• Work item A: In the tracheostomy study excerpt, why do the authors say their findings are difficult to apply in general? Answer in one to three sentences.
• Work item B: List every comorbidity named in the tracheostomy study excerpt.
• Work item C: Please reproduce the part of the tracheostomy study excerpt that opens with the words "Smoking status" and closes with "(day) 20 (17–24)".

• Extract:
:::

Our study is limited because it only included seven cases and was retrospective, and it is difficult to apply in general because the results can vary depending on the condition of the operator and the patient. Further research is necessary. Dilated tracheostomy needs to be compared with surgical tracheostomy in the COVID-19 environment and non-COVID-19 tracheostomy results. It is necessary to do a prospective, multicenter study that includes more cases in the future.

NOTES

CONFLICT OF INTEREST No potential conflict of interest relevant to this article was reported.

AUTHOR CONTRIBUTIONS

Conceptualization: EJK. Data curation, Formal analysis, & Methodology: EJK, EHY. Project administration: EJK. Visualization & Writing–original draft: EJK, EHY. Writing–review & editing: all authors.

Figure 1.
Schematic view of the temporary negative pressure isolation intensive care unit. The unit consisted of nine beds; three beds were in negative pressure isolation rooms with one anteroom, and six beds were in cohort areas that used a common space and a mobile negative air machine to create negative pressure. The entire unit was sealed by erecting a temporary wall to maintain proper negative pressure, and all spaces were subjected to pressure monitoring.
acc-2020-00444f1.jpg
Figure 2.
A photograph of healthcare personnel performing percutaneous tracheostomy. Healthcare personnel wore a 3M Jupiter powered air-purifying respirator system, a 3M Versaflo high durability hood with integrated head suspension, eye protection, a fluid-repellent disposable surgical gown, a cap, boots, double gloves, and an N95 mask.
acc-2020-00444f2.jpg
Table 1.
Basic characteristics and tracheostomy-related outcomes in the study population
Variable Value (n=7)
Age (yr) 71 (63–76)
Male:female 6:1
Body mass index (kg/m2) 27.2 (22.8–28.2)
APACHE II score 15 (12–17)
Smoking status
 Never 2 (28.6)
 Previous smoker 4 (57.1)
 Current smoker 1 (14.3)
Comorbidity
 Diabetes mellitus 3 (42.9)
 Hypertension 2 (28.6)
 Chronic lung disease 2 (28.6)
 Malignancy, solid 1 (14.3)
Time from symptom onset to application of the ventilator (day) 7 (3–12)
Time from symptom onset to percutaneous tracheostomy (day) 20 (17–24)
Time from application of the ventilator to percutaneous tracheostomy (day) 14 (9–16)
Procedure time of percutaneous tracheostomya (min) 10 (7–12)
Tracheostomy tube size, internal diameter (mm) 8
Mechanical ventilator settings during tracheostomy
 Positive end expiratory pressure (cm H2O) 12 (10–14)
 Peak inspiratory pressure (cm H2O) 15 (12–16)
 Fraction of inspired oxygen 0.60 (0.35b–0.80)
Extracorporeal membrane oxygenation 2 (28.6)
Continuous renal replacement therapy 3 (42.9)
Laboratory data
 Platelet count (103/µl) 159 (82–196)
 Prothrombin time (sec) 14.6 (13.9–15.4)
 Prothrombin time and international normalized ratio 1.17 (1.06–1.25)
 Activated partial thromboplastin time (sec) 37.5 (36.2–46.4)
Complications after tracheostomy
 Bleeding 2 (28.6)

Values are presented as median (interquartile range) or number (%).

APACHE: Acute Physiology and Chronic Health Evaluation.

a The duration from skin incision to insertion of the tracheostomy tube;

b Setting during extracorporeal membrane oxygenation.

:::

• Extracted information:
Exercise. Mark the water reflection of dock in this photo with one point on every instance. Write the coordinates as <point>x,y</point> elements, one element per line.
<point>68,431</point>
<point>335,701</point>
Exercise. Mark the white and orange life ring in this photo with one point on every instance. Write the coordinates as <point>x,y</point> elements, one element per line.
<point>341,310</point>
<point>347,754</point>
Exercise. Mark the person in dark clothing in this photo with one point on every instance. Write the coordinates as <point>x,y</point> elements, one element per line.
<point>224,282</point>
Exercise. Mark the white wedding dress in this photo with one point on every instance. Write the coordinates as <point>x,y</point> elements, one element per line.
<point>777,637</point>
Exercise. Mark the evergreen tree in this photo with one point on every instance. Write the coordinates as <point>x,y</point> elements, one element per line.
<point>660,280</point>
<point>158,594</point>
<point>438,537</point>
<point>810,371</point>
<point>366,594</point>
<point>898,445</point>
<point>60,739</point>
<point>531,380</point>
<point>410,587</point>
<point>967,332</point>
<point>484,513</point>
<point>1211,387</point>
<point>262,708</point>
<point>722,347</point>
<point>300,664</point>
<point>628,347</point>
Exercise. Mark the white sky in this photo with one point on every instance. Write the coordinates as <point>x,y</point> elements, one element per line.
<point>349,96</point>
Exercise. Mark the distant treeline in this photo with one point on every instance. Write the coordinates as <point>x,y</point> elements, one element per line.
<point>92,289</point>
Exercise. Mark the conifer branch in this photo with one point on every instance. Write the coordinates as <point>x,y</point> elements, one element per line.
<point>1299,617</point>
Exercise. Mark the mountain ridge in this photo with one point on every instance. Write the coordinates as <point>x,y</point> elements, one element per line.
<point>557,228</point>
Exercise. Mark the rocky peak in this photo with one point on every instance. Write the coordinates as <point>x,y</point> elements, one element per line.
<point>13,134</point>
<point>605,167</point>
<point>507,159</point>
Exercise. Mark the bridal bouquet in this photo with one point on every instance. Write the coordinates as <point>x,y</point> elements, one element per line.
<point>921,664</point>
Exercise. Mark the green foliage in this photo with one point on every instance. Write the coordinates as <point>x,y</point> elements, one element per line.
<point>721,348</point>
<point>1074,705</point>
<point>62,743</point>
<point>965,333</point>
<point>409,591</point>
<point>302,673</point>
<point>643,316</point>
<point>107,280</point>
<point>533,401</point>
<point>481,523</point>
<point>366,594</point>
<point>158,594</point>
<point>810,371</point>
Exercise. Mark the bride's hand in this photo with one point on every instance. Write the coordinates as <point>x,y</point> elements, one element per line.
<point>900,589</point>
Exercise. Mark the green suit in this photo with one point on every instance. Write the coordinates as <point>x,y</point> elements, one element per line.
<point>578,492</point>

:::

• Exercise answer A: The authors say the findings are difficult to apply in general because the results can vary depending on the condition of the operator and the patient.

• Exercise answer B:
- Diabetes mellitus
- Hypertension
- Chronic lung disease
- Malignancy, solid

• Exercise answer C:
Smoking status
 Never 2 (28.6)
 Previous smoker 4 (57.1)
 Current smoker 1 (14.3)
Comorbidity
 Diabetes mellitus 3 (42.9)
 Hypertension 2 (28.6)
 Chronic lung disease 2 (28.6)
 Malignancy, solid 1 (14.3)
Time from symptom onset to application of the ventilator (day) 7 (3–12)
Time from symptom onset to percutaneous tracheostomy (day) 20 (17–24)